*Stated task*
Reproduce verbatim the lines below, starting at the line that contains "Please trace the outline of every instance of the night" and ending at the line that contains "[[256,73],[255,1],[2,0],[0,14],[2,86],[228,88]]", including both.

*Input*
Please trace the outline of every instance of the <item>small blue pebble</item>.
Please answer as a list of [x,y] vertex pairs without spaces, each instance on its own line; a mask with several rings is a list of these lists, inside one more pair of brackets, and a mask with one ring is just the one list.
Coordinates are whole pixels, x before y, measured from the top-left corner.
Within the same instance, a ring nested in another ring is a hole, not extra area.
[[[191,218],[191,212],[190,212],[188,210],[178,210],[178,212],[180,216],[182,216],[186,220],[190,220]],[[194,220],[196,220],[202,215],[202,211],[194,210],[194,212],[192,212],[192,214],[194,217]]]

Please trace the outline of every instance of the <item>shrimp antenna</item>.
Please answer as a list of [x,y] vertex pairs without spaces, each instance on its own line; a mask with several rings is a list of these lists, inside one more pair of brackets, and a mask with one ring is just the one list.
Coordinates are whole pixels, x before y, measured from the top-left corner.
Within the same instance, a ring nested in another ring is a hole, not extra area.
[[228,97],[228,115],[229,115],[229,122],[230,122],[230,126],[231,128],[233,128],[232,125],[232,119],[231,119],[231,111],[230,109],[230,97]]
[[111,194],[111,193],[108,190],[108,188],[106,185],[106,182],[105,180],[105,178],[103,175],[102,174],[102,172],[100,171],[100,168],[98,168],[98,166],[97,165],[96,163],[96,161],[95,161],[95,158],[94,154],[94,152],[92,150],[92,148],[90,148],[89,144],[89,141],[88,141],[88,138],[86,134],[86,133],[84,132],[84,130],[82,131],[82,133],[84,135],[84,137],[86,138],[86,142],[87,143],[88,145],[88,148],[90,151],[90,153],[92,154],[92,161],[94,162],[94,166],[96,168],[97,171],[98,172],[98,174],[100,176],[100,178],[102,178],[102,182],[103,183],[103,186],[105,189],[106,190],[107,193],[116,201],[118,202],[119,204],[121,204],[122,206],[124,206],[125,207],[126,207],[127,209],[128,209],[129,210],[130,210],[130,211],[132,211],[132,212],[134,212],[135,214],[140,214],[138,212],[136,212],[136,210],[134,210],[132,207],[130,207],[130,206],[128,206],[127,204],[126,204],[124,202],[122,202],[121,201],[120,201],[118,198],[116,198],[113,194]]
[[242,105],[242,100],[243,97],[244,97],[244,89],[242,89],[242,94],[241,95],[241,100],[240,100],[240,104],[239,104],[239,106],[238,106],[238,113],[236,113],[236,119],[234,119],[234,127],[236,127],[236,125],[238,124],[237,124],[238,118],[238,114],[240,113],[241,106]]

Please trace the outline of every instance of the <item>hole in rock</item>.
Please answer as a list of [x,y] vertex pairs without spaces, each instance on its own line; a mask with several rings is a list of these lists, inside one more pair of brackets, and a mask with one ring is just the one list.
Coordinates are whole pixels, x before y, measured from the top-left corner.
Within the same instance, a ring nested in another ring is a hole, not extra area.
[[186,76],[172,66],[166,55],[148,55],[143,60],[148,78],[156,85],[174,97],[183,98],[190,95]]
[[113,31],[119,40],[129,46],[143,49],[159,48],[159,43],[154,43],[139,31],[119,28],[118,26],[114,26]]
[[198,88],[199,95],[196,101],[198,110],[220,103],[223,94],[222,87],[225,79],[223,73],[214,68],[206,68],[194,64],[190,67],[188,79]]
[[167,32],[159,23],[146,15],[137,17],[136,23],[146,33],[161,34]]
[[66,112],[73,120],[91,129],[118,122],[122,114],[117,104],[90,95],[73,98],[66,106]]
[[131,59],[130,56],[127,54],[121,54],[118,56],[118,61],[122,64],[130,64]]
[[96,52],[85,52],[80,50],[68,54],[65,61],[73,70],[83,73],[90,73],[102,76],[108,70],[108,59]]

...

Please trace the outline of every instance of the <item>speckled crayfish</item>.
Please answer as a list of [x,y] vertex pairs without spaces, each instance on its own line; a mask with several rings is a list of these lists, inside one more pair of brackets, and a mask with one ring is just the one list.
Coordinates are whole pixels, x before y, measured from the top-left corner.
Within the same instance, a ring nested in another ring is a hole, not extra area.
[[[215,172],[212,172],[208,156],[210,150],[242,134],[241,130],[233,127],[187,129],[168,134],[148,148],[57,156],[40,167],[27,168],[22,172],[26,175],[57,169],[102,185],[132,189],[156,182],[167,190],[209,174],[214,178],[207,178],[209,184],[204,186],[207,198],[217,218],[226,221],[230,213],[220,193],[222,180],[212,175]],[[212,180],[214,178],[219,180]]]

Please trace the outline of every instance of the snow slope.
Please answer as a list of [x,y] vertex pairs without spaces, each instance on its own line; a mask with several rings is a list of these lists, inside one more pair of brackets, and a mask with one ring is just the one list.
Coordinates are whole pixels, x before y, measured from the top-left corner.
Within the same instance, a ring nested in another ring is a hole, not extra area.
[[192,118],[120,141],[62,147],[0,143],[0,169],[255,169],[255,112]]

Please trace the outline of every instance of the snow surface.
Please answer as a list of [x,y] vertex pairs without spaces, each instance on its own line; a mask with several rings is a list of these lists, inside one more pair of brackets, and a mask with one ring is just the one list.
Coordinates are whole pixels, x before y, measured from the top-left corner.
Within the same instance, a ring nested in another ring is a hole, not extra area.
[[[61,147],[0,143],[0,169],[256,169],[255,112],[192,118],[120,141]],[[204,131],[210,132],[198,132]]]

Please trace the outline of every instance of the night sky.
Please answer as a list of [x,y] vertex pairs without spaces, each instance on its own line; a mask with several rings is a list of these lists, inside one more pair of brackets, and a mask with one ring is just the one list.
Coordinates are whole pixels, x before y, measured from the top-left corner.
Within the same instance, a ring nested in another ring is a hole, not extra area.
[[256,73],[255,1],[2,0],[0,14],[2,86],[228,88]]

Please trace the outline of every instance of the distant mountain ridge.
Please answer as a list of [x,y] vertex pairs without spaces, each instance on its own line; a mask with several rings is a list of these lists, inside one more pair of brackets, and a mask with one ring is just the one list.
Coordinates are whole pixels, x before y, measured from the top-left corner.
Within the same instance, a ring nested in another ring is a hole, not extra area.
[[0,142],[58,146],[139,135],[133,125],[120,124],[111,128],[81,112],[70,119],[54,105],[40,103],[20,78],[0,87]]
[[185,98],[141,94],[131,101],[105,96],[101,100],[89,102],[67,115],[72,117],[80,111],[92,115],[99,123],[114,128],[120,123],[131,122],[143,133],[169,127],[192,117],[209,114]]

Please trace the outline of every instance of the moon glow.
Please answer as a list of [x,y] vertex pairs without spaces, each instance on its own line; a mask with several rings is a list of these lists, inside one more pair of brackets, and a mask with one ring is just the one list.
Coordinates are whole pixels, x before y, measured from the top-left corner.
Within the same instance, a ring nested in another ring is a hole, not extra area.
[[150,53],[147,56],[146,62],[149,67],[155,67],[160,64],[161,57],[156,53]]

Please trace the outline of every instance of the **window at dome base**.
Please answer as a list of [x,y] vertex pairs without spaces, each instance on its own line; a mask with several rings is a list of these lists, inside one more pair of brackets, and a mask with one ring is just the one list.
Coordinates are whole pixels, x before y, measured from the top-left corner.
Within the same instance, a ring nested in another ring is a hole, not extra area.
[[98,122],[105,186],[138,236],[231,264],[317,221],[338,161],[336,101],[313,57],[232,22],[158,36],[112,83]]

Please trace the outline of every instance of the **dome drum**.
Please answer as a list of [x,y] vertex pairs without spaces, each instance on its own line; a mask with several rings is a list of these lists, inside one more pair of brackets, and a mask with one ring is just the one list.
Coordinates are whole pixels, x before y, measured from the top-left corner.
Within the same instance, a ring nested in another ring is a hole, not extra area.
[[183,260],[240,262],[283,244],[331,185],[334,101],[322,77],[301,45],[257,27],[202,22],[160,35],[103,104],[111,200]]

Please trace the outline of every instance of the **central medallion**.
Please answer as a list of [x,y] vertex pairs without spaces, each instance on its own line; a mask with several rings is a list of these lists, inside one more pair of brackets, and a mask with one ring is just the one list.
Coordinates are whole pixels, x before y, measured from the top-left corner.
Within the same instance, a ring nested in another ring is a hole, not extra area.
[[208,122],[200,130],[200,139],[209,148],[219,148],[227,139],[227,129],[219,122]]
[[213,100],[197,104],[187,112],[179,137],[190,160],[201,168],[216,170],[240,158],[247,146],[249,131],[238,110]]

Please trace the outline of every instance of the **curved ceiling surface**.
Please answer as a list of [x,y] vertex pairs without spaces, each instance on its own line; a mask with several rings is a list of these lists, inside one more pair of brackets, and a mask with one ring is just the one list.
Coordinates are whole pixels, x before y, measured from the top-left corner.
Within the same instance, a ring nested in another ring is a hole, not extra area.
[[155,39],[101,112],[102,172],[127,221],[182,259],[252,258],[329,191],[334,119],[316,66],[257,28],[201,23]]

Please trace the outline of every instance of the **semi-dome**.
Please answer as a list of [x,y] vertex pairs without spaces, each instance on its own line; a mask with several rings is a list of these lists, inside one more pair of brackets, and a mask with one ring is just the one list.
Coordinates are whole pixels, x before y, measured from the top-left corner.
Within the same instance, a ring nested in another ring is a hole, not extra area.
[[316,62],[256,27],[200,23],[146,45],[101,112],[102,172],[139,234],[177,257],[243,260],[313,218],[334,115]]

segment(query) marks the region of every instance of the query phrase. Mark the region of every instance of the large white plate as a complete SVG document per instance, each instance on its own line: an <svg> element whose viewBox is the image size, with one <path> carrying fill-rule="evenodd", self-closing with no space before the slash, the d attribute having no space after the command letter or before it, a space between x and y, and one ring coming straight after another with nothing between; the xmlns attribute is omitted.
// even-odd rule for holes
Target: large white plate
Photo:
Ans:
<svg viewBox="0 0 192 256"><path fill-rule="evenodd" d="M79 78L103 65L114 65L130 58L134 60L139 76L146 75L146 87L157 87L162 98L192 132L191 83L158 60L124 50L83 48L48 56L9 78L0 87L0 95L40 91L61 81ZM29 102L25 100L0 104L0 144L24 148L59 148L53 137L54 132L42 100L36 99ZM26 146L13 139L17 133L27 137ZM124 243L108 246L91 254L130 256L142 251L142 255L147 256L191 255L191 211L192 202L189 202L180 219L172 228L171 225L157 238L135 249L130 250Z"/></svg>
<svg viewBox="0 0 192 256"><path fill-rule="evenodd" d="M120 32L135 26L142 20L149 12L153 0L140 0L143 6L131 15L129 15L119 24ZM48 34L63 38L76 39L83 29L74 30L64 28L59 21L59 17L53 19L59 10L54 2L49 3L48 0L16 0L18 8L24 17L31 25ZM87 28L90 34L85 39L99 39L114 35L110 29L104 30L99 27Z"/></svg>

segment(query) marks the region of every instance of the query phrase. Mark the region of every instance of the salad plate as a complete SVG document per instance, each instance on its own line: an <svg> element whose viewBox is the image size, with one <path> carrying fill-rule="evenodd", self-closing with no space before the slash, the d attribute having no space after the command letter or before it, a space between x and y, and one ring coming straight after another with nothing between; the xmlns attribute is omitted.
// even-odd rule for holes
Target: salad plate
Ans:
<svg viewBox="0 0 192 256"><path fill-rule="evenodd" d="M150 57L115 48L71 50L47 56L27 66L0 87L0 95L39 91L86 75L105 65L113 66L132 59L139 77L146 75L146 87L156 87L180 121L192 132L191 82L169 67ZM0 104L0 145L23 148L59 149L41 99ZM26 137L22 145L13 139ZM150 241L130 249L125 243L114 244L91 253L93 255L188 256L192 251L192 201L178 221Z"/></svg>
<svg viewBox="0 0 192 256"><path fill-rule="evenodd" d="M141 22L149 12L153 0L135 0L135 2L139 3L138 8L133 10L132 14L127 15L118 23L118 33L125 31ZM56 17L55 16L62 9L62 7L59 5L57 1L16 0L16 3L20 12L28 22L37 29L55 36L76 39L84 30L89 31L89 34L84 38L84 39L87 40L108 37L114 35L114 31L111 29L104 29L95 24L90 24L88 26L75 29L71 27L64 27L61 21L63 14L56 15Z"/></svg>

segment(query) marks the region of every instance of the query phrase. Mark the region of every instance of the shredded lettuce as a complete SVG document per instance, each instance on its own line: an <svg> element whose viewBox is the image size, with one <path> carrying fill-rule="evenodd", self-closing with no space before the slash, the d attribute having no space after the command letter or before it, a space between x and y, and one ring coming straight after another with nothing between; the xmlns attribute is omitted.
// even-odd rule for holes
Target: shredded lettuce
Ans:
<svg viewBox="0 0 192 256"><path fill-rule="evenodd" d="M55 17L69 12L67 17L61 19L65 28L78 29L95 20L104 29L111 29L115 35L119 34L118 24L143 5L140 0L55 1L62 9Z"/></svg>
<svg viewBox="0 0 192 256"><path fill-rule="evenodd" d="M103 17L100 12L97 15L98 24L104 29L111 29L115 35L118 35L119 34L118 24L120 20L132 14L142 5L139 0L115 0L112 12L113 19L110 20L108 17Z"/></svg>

*Full response*
Please trace the outline of every instance of the night sky.
Please answer as a list of [x,y] vertex pairs without spaces, each instance on its own line; a mask with several rings is a list of these lists, inside one more pair of brackets, and a mask with one ring is just the one list.
Coordinates are whole pixels, x before y, measured from the top-left corner.
Within the same instance, a ring nested in another ring is a hole, not extra area.
[[256,73],[255,1],[2,0],[0,14],[2,86],[228,88]]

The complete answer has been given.